YOUR INSTRUCTIONS »
Copy the items below word for word, covering only the stretch from the line containing "For the photo above, indicate every instance of the gravel path" through the line containing "column 19, row 564", with both of those lines included.

(Location identification entries)
________________________________________

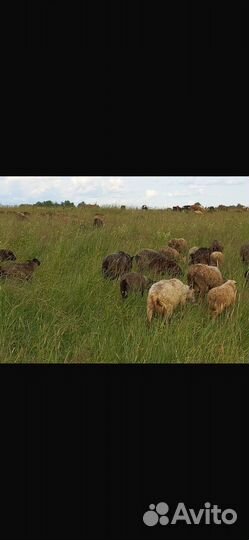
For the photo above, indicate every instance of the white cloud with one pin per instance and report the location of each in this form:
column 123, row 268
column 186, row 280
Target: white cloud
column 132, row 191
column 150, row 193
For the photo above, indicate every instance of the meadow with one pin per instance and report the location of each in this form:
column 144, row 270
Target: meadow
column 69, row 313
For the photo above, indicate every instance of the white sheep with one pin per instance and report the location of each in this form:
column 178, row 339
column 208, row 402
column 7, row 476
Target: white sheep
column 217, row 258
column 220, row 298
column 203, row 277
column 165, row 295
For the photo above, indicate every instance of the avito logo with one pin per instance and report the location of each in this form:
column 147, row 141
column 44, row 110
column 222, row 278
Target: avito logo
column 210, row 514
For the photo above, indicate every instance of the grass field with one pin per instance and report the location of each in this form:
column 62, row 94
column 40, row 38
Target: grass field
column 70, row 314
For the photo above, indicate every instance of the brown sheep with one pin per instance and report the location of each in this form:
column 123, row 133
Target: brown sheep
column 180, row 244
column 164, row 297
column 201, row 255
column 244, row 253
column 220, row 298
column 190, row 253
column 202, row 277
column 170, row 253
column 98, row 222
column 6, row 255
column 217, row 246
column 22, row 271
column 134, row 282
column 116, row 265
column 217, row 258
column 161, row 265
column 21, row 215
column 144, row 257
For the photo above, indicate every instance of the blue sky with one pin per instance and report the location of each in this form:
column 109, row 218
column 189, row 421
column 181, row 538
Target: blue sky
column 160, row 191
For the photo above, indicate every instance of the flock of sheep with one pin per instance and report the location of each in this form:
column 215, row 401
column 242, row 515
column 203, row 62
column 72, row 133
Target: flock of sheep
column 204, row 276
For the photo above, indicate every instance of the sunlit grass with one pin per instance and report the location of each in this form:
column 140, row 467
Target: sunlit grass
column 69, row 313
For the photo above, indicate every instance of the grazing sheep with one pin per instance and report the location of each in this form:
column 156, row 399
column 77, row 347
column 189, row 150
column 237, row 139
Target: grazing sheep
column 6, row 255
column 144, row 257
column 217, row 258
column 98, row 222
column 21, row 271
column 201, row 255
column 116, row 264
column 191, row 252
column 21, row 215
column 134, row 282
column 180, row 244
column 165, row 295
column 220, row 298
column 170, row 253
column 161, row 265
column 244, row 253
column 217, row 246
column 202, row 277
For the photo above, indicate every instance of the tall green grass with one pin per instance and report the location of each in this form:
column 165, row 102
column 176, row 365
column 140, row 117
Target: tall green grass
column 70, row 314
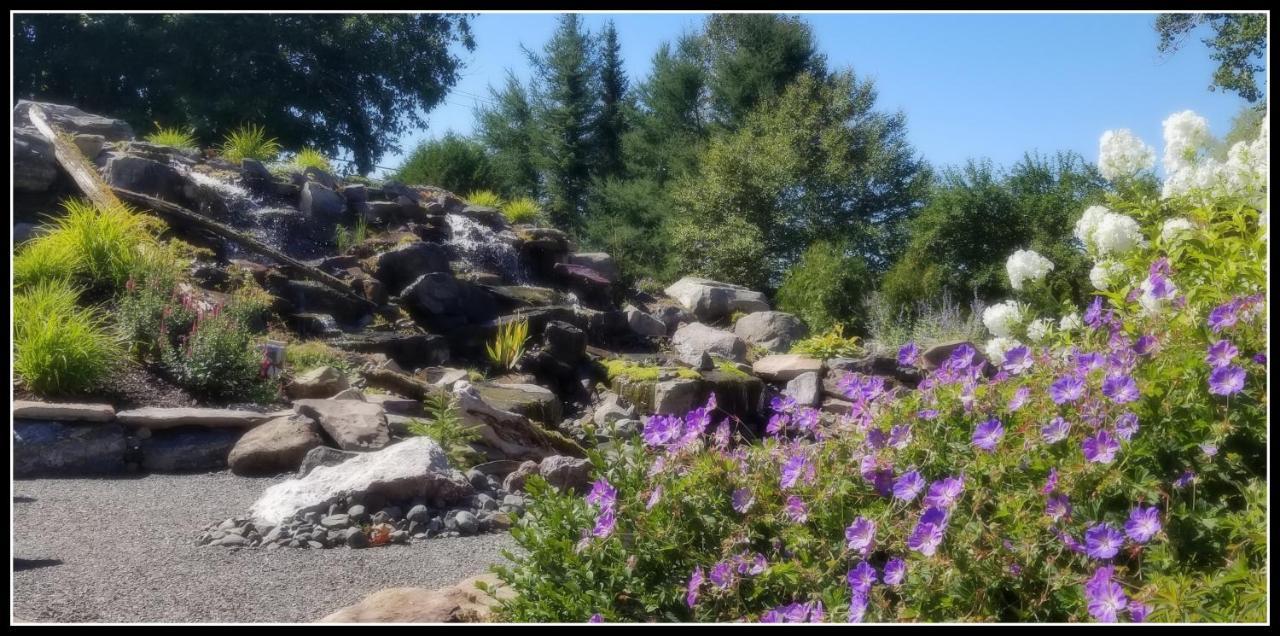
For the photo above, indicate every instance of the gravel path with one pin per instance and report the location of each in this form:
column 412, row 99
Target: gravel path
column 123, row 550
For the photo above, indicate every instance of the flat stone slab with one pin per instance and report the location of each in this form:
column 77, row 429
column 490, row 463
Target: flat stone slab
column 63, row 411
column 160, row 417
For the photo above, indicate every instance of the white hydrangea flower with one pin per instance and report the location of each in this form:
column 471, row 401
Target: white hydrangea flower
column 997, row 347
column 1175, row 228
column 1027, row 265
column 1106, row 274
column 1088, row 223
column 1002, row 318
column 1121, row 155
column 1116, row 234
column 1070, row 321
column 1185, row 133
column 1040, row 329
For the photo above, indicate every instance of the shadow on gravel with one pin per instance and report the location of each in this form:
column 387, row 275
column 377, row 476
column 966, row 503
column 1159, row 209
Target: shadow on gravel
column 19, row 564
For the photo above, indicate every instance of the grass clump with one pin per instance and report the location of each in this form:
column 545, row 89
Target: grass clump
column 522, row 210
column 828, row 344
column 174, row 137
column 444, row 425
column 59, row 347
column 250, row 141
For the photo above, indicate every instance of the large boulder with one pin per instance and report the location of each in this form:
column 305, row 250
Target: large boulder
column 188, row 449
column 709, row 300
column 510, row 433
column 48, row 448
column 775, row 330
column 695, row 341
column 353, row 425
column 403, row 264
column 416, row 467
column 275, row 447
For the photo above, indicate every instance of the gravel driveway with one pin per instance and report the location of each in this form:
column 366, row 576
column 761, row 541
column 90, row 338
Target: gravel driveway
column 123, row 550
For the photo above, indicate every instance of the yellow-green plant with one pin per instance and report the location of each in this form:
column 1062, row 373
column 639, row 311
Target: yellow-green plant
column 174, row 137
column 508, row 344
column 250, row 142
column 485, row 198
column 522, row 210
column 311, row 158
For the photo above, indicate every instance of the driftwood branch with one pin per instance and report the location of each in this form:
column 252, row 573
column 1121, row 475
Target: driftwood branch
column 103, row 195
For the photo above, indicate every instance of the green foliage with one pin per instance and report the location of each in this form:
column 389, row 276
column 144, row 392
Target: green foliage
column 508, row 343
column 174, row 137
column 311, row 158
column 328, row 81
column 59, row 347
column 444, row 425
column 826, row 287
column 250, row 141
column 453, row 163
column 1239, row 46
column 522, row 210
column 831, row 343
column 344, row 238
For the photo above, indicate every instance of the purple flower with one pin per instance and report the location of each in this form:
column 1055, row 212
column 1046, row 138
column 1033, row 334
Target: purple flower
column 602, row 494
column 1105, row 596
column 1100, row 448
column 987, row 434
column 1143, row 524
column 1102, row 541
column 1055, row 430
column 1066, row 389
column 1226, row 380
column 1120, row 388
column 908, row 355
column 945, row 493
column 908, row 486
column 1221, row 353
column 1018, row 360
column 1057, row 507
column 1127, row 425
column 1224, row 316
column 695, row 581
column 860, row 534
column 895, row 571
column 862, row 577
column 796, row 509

________________________________________

THE REPLY »
For the photo above, indicate every instance of the gravel path with one pin per instance and report the location of each in this form:
column 412, row 99
Target: gravel path
column 123, row 550
For the photo above, indicate every instance of the flat stone slab with one pin per instance and report the location of each in this form:
column 77, row 429
column 490, row 463
Target: flat stone slab
column 63, row 411
column 160, row 417
For the photo above, indicate every instance of the white hydrangea flower with one pin per instance and report the location of each in this form:
column 471, row 401
Target: white hydrangea flower
column 997, row 347
column 1175, row 228
column 1027, row 265
column 1106, row 274
column 1088, row 223
column 1002, row 318
column 1121, row 155
column 1116, row 234
column 1070, row 321
column 1185, row 133
column 1040, row 329
For the photo above, indicate every instance of the shadow on gravel with one pin per instance and report the location of each in this form:
column 387, row 275
column 377, row 476
column 966, row 503
column 1159, row 209
Target: shadow on gravel
column 19, row 564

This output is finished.